(Stored records)
————————

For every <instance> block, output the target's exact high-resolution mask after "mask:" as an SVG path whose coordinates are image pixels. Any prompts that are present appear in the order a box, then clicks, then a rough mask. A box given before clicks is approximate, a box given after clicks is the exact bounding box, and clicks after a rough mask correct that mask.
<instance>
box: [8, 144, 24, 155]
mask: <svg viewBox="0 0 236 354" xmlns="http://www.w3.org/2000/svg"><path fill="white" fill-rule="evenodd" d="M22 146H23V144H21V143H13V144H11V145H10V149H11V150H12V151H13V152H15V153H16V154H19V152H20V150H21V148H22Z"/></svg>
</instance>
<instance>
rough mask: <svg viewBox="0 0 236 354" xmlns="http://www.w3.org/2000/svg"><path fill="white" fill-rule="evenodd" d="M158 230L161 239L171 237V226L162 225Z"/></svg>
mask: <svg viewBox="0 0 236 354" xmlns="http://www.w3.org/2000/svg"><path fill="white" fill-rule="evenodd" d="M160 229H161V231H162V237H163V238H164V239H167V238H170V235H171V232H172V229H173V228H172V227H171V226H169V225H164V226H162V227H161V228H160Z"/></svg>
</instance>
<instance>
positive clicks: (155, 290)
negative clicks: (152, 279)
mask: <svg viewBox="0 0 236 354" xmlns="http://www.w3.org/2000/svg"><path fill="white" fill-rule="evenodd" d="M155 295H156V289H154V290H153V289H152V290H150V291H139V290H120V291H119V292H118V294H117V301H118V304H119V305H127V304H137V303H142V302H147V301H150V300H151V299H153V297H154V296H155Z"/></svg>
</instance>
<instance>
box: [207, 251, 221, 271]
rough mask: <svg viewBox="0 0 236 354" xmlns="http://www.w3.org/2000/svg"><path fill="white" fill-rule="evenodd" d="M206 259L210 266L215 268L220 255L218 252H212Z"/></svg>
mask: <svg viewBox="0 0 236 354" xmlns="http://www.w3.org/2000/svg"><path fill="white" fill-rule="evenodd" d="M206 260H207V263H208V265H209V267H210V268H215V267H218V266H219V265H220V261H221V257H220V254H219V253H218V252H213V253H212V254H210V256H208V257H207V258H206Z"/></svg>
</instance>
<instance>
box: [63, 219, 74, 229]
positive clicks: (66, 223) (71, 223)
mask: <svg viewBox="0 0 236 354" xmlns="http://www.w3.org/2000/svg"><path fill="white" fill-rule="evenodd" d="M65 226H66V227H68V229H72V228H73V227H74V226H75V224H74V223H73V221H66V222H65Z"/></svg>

————————

Starting at the line with "box: [207, 251, 221, 271]", copy every line down to the last one above, exactly as written and with nothing else.

box: [207, 251, 221, 271]
rough mask: <svg viewBox="0 0 236 354" xmlns="http://www.w3.org/2000/svg"><path fill="white" fill-rule="evenodd" d="M206 259L210 266L215 268L220 255L218 252H212Z"/></svg>
mask: <svg viewBox="0 0 236 354" xmlns="http://www.w3.org/2000/svg"><path fill="white" fill-rule="evenodd" d="M206 260H207V263H208V265H209V267H210V268H215V267H218V266H219V265H220V261H221V257H220V254H219V253H218V252H213V253H212V254H210V256H208V257H207V258H206Z"/></svg>
</instance>
<instance>
box: [63, 219, 74, 229]
positive clicks: (66, 223) (71, 223)
mask: <svg viewBox="0 0 236 354" xmlns="http://www.w3.org/2000/svg"><path fill="white" fill-rule="evenodd" d="M65 226H66V227H68V229H72V228H73V227H74V226H75V224H74V223H73V221H66V222H65Z"/></svg>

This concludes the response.